EXERCISE DETAILS
In the black-headed python thread below, copy word for word the passage that begins with "Would love to" and ends after "potential they have.".

TEXT EXCERPT
* Begin *

# Big Black Headed Pythons??



## froglet (Mar 17, 2008)

Would love to see some pics of really big blackheaded pythons.

I have two yearlings at the moment so i am interested in what sort of potential they have.

Thanks
Megan


----------



## garthy (Mar 17, 2008)

My girl is 2.89m (measured by snake measurer) if I can find a suitable photo of her I'll post it.


----------



## froglet (Mar 17, 2008)

Thankyou


----------



## froglet (Mar 17, 2008)

These are my guys Diesel & Diva


----------



## froglet (Mar 17, 2008)

Anybody???


----------



## iceman (Mar 17, 2008)

my biggest girl, sorry about the pic but she on shed.


----------



## Den from Den Pythons (Mar 17, 2008)

Here you go mate. This female is in shed so she is very drab! Show's her size though....


----------



## hornet (Mar 17, 2008)

Den said:


> Here you go mate. This female is in shed so she is very drab! Show's her size though....



wow she's beefy, whats she measure to?


----------



## Den from Den Pythons (Mar 17, 2008)

Dunno? She's just under 9kg. She was fed the same amount as other females her age, they're around the 5kg mark. She is large, so are her offspring. This pic was taken during her pre-lay cycle.

Den


----------



## froglet (Mar 17, 2008)

Den said:


> Here you go mate. This female is in shed so she is very drab! Show's her size though....

* End *

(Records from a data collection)

* Begin *

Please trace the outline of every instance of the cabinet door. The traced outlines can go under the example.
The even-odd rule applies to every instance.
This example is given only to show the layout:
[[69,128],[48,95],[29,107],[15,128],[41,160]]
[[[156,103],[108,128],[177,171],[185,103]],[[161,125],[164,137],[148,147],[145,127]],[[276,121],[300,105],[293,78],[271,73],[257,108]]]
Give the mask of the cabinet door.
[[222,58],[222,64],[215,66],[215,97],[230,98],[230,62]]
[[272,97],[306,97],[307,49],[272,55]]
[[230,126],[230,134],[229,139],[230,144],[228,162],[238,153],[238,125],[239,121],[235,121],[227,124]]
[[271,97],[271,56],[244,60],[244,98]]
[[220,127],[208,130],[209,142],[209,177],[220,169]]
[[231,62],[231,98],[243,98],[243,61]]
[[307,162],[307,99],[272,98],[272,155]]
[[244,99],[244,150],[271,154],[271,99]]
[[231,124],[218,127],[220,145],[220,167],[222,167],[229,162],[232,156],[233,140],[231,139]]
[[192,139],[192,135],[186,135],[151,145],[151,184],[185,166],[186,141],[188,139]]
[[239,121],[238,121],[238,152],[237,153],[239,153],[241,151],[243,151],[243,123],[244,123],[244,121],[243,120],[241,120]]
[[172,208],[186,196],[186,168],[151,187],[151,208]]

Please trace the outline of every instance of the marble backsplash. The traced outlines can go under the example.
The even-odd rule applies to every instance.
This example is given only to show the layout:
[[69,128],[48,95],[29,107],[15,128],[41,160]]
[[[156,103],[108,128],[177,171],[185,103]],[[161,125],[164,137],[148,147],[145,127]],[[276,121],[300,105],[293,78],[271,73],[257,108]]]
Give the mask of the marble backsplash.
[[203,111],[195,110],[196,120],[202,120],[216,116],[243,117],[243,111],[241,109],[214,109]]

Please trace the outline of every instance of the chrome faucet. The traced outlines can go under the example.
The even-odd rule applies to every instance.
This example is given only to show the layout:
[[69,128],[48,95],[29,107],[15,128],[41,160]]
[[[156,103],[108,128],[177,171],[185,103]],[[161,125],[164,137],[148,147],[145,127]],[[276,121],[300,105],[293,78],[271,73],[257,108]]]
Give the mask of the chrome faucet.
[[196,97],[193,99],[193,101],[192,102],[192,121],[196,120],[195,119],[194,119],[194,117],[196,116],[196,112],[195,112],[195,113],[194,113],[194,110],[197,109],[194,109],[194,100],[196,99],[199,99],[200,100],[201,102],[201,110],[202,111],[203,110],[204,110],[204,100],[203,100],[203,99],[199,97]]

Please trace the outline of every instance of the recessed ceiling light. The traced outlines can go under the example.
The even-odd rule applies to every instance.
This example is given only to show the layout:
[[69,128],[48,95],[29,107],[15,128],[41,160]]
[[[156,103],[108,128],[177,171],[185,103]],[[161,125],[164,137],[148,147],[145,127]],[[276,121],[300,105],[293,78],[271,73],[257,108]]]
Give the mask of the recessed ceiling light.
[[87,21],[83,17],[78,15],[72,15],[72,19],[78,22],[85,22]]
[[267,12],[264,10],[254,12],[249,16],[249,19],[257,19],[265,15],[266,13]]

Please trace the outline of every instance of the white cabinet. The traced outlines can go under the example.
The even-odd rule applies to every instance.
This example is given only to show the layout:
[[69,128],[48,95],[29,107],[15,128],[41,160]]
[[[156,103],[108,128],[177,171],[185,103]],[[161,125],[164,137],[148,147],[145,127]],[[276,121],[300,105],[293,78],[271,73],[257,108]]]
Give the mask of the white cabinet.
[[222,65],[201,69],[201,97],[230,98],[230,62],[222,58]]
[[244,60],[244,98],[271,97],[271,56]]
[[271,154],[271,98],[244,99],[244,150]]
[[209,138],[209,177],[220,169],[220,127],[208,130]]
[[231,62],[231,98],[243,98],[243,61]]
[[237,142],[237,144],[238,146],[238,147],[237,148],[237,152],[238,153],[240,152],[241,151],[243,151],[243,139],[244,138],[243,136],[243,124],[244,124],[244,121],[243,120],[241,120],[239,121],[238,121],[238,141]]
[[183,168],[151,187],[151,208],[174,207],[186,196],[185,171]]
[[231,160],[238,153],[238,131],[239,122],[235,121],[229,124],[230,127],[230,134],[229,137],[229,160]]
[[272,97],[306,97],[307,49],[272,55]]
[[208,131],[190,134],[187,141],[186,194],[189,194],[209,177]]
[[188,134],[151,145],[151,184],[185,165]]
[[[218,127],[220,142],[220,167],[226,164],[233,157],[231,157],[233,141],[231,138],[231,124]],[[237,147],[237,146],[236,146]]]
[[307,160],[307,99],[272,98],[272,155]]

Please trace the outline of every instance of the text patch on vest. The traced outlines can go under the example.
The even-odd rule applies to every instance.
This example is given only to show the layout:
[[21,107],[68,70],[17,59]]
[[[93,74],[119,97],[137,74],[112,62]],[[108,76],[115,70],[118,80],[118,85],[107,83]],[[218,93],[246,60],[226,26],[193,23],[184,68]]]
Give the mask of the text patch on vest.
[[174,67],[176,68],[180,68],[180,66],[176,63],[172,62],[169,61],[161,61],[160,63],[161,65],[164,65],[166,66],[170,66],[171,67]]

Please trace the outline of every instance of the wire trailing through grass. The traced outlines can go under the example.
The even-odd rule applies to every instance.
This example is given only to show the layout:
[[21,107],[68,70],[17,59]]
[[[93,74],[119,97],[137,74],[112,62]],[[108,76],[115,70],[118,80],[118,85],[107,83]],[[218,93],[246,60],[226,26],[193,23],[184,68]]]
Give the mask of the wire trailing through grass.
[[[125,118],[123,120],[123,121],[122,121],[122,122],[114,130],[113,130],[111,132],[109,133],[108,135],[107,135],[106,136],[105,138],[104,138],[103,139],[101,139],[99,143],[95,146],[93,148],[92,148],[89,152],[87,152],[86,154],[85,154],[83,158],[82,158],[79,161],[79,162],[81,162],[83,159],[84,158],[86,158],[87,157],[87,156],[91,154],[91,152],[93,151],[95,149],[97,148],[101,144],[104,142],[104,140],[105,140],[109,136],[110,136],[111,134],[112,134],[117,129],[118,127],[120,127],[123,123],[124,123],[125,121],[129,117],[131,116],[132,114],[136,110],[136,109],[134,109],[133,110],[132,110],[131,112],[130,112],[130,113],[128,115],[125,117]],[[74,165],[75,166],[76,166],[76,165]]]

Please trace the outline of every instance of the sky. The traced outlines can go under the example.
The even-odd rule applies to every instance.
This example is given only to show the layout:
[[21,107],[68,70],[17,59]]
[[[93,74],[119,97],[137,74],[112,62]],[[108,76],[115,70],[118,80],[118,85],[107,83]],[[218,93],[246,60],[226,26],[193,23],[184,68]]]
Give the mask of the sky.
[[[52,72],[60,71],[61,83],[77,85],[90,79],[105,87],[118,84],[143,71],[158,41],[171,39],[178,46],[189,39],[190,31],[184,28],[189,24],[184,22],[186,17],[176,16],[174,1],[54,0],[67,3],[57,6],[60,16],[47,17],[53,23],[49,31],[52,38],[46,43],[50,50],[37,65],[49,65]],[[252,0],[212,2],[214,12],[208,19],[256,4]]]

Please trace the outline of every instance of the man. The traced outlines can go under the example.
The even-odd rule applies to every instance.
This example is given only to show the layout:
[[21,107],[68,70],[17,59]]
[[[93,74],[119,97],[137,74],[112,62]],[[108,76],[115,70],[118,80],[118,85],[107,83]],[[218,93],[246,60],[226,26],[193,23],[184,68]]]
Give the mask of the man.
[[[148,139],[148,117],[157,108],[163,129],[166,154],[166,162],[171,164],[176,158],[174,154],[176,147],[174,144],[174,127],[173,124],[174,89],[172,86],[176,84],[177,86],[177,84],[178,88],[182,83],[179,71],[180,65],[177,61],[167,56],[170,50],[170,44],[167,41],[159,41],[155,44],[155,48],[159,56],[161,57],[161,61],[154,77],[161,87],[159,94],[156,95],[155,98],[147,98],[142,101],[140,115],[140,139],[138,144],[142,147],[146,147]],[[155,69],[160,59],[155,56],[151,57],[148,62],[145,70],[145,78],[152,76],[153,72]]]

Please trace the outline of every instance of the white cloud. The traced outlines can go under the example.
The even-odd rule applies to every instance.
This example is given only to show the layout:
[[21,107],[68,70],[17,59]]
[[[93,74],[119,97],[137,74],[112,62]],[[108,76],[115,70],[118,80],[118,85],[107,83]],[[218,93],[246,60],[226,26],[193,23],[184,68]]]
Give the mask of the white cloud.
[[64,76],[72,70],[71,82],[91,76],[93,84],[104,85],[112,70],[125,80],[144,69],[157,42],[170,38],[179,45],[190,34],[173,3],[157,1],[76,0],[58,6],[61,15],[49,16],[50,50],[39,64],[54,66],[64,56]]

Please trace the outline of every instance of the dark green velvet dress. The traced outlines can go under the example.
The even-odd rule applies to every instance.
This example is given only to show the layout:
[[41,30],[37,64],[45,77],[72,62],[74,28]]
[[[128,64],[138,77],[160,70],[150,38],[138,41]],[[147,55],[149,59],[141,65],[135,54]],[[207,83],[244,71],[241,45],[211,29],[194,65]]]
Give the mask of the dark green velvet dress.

* End *

EXERCISE ANSWER
Would love to see some pics of really big blackheaded pythons.

I have two yearlings at the moment so i am interested in what sort of potential they have.